__Exercise__.
From the entries, copy out every line in which the word "disc" is found.

__Working data__.
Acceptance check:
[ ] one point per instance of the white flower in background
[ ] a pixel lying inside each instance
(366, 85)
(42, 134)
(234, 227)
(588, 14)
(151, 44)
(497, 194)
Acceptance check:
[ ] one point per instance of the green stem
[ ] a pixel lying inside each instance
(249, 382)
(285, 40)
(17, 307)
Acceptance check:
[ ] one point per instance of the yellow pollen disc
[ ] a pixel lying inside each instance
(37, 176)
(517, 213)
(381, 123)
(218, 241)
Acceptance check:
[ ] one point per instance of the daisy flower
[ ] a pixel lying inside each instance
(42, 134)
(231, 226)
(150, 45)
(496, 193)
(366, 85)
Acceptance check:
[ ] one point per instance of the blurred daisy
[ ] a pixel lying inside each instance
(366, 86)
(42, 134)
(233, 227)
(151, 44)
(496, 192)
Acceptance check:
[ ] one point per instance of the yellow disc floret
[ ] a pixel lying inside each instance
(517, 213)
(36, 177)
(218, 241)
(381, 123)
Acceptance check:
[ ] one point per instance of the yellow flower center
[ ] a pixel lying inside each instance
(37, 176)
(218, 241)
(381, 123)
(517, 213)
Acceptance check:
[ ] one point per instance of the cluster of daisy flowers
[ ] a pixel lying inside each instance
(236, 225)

__Final answer__.
[ ] one point per instance of the yellow pollen disc
[ ] one point per instance of the yellow disc floret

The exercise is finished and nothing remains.